Locate every line below that contains the word "please", and copy each of those lines out in full.

(Region labeling entries)

* Start *

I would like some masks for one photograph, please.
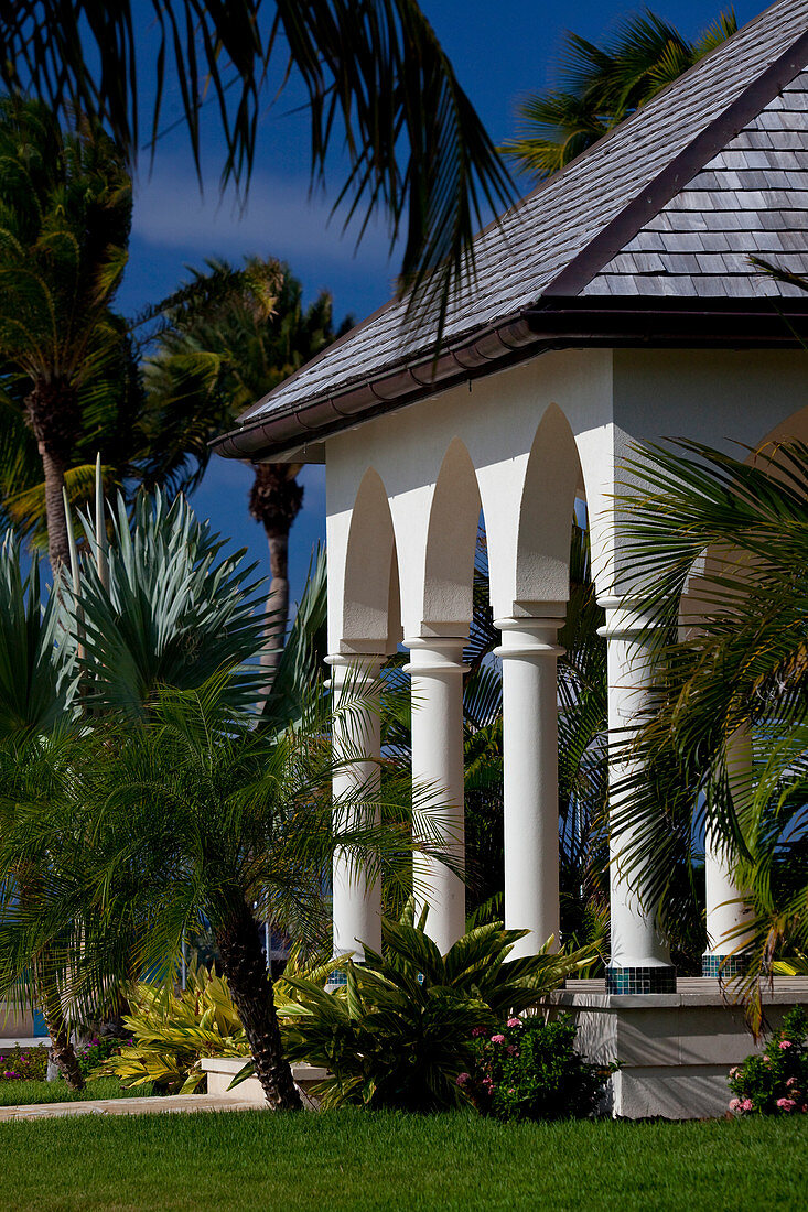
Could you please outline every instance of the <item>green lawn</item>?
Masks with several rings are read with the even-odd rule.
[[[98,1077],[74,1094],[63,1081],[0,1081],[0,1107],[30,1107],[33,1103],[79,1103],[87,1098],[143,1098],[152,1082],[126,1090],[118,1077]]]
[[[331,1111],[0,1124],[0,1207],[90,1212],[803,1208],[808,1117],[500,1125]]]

* End *
* Start *

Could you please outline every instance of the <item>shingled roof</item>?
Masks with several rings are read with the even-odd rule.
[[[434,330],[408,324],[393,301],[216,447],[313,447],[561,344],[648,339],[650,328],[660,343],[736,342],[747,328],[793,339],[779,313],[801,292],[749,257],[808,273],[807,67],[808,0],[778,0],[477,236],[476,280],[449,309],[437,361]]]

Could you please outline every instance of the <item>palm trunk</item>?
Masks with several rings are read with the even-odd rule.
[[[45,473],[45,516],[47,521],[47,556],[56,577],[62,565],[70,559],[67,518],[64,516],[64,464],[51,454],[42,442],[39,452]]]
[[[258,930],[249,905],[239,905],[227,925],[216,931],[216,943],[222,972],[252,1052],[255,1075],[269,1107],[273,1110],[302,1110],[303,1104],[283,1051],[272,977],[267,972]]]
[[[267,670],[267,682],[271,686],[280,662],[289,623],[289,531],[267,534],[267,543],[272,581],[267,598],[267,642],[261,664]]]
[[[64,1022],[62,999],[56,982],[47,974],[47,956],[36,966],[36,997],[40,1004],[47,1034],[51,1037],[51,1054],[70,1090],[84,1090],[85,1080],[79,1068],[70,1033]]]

* End *

» OUTPUT FOR THIS TASK:
I would like some masks for one photograph, please.
Could you please outline every instance of the <item>green lawn</item>?
Could you please outline every instance of the <item>shingled roof</item>?
Could you please outline every instance of the <item>palm trunk</item>?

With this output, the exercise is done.